===== Record extracts =====

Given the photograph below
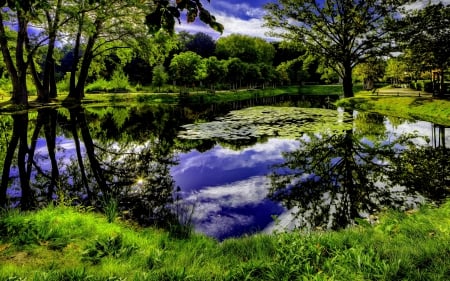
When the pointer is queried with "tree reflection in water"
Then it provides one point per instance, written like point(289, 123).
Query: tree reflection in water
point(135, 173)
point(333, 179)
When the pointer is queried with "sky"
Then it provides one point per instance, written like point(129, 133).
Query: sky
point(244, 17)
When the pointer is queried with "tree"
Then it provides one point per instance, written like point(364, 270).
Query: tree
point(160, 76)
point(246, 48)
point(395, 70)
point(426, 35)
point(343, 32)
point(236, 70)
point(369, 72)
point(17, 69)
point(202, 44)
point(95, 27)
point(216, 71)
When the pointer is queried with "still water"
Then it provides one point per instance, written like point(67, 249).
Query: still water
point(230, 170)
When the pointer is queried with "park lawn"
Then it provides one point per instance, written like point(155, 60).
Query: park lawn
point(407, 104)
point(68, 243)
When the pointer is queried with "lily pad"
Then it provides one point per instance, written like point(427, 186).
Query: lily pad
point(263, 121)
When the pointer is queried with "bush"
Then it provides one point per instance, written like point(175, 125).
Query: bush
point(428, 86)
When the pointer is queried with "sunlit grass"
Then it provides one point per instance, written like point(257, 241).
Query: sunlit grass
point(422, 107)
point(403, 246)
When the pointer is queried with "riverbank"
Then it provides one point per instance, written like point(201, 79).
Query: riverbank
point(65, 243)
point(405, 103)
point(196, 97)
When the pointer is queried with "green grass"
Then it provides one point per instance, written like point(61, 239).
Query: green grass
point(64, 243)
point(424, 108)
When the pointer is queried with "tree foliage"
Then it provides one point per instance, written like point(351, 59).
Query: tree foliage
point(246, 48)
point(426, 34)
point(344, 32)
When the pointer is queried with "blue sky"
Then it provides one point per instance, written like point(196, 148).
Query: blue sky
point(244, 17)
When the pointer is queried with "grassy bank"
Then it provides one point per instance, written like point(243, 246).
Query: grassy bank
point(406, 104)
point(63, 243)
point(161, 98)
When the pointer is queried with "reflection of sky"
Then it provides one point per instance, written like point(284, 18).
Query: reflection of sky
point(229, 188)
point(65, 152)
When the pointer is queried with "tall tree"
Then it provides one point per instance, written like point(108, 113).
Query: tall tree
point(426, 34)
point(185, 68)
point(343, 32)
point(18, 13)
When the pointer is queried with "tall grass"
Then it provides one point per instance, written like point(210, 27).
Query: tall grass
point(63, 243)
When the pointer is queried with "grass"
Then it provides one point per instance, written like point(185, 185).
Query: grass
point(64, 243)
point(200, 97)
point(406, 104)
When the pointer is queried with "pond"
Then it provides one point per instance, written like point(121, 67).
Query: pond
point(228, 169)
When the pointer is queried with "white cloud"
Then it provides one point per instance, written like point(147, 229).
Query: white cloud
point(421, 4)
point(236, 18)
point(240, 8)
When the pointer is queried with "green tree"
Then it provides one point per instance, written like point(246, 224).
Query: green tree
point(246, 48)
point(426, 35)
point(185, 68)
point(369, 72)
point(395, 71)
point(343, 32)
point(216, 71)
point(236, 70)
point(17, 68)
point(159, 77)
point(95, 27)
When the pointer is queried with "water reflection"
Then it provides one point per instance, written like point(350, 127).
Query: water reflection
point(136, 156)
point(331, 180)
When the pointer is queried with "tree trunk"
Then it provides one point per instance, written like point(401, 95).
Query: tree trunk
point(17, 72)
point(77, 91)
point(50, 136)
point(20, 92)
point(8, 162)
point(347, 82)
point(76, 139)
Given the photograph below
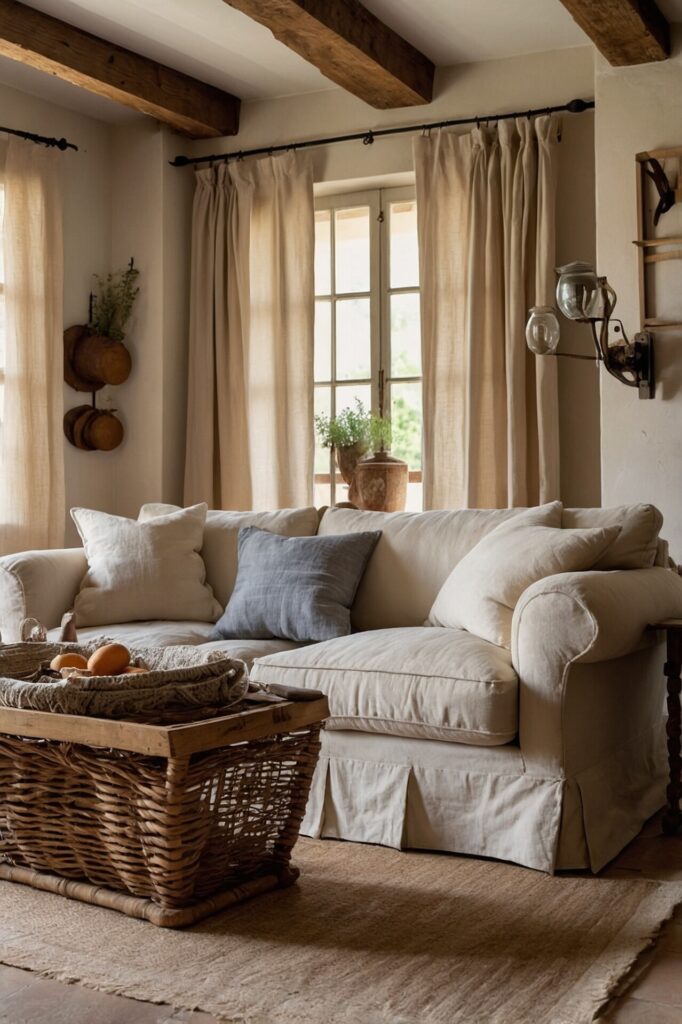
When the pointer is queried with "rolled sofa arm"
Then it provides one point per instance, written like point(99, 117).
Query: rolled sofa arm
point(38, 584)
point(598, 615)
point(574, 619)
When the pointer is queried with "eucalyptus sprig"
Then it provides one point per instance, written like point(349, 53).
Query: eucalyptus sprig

=====

**Exercise instructions:** Leave every image out, and retype the material exactly.

**Answer to the task:**
Given the photograph below
When the pointer is queried with "tree reflection in water"
Then it provides one point per instance, written like point(289, 123).
Query: tree reflection in water
point(135, 173)
point(333, 179)
When the pointer is queried with "sky"
Then it provides one point per instance, written like point(129, 133).
Query: sky
point(244, 17)
When the pointer is queried with "tree"
Then it provides one point per instance, written like point(364, 270).
Query: tree
point(160, 76)
point(246, 48)
point(395, 70)
point(426, 35)
point(343, 32)
point(236, 70)
point(369, 72)
point(17, 69)
point(202, 44)
point(95, 27)
point(216, 71)
When the pointer is queried with "still water"
Then it provides one point per instance, written like point(67, 249).
Query: still water
point(230, 170)
When the pointer is queried with "park lawn"
Then it provides one point per instance, written like point(155, 60).
Query: park lawn
point(407, 104)
point(68, 243)
When the pointer is queried with "lily pad"
Then it provides one point per instance, written like point(427, 186).
Query: lily pad
point(263, 121)
When the pointer is queried with "bush"
Then it provides one point per instance, written like point(175, 125).
Query: bush
point(428, 86)
When the pointer is queried with "sunlit grass"
Then it provides one point per instance, written like point(257, 241).
Query: sunlit grass
point(422, 107)
point(403, 246)
When the pointer is queried with "riverbank"
Then it provides one point per instance, written like point(201, 79).
Query: riverbank
point(65, 243)
point(405, 103)
point(196, 97)
When the pointer is queried with "green grass"
Then it provides one point per instance, written like point(61, 239).
Query: green grass
point(64, 243)
point(424, 108)
When the pointer is queried with "tree foliage"
Then it provides one point per instance, written like point(351, 59).
Query: tree foliage
point(246, 48)
point(426, 34)
point(344, 32)
When the pointer is queried with "blue sky"
Then it provides one point per instance, written like point(196, 148).
Query: blue sky
point(244, 17)
When the pointer is queried with "grassy bank"
Then it provides one point per instance, written like point(243, 246).
Query: grassy bank
point(406, 104)
point(63, 243)
point(161, 98)
When the pointer is queried with "reflection of sky"
Then it provides one point per instance, written like point(284, 18).
Query: reflection of sky
point(229, 188)
point(65, 152)
When the pointer is queried with "tall tree"
Then it provides one point per instance, written like point(108, 113).
Query: tall tree
point(426, 34)
point(185, 68)
point(343, 32)
point(18, 13)
When the pointer is queried with "tall grass"
Then it provides one point per instance, written like point(210, 27).
Query: tall grass
point(63, 243)
When the pointer is queried with "grass"
Then it provides one point per instance, written like point(185, 185).
Query: grass
point(64, 243)
point(200, 97)
point(406, 104)
When the pointer is queried with "pond"
Then it provides one point per instance, written like point(121, 67).
Query: pond
point(228, 169)
When the pointer is queried with "white cloud"
Then it provides one point per instance, written like point(147, 229).
Query: white cloud
point(421, 4)
point(236, 18)
point(240, 8)
When the pointer is queried with "green tree"
Then it provides one point per instance, written like point(246, 224).
Query: green tree
point(246, 48)
point(426, 35)
point(185, 68)
point(369, 72)
point(395, 71)
point(343, 32)
point(216, 71)
point(236, 70)
point(17, 68)
point(159, 77)
point(95, 27)
When the pointer is queried with "water reflection"
Then it provides one point per instance, written like point(350, 127).
Query: water reflection
point(136, 156)
point(331, 180)
When the pointer is queried with "tree trunk"
Then it provides one point per instance, written like point(401, 95).
Query: tree trunk
point(17, 72)
point(77, 91)
point(50, 136)
point(20, 92)
point(8, 162)
point(347, 82)
point(76, 139)
Given the photograph below
When the pointer is queried with "rolled sofa arm"
Then it provides one point per instance, written like point(99, 117).
Query: rolled sofa arm
point(38, 584)
point(598, 615)
point(574, 619)
When the pointer is queried with "eucalyptus sprig"
Then it provides one point per instance, written like point(349, 53).
Query: eucalyptus sprig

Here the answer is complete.